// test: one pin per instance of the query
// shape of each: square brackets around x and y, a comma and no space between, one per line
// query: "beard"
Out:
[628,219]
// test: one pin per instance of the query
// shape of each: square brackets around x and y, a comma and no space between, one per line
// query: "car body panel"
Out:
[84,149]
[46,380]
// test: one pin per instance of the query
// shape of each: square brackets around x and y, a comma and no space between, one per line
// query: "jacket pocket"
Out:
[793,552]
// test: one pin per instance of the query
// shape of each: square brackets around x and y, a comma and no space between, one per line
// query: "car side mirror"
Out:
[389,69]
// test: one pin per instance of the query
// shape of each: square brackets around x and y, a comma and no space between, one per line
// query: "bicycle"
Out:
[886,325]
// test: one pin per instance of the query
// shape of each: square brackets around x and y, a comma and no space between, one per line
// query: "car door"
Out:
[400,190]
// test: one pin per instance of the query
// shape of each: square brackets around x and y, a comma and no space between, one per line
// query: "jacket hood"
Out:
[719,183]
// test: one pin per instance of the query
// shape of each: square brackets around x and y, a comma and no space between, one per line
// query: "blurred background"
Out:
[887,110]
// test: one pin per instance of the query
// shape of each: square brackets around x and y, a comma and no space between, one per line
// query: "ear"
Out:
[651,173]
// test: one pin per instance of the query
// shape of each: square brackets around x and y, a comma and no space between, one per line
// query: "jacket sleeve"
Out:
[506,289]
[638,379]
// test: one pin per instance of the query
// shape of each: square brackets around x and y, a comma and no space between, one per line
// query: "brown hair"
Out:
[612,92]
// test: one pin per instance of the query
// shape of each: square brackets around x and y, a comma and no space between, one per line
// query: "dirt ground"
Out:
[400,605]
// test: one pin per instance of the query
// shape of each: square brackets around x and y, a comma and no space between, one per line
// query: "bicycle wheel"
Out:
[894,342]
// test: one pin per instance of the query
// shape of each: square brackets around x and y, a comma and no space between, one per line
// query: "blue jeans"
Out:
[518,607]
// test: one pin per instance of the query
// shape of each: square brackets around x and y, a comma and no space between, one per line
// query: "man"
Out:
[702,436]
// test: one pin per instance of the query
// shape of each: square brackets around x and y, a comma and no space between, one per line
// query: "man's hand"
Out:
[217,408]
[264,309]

**Task goal**
Gather every line in the rows above that contains the word "jacket", and copy each one in full.

**Written answer**
// query: "jacket pocket"
// query: "jacket hood"
// query: "jacket sleeve"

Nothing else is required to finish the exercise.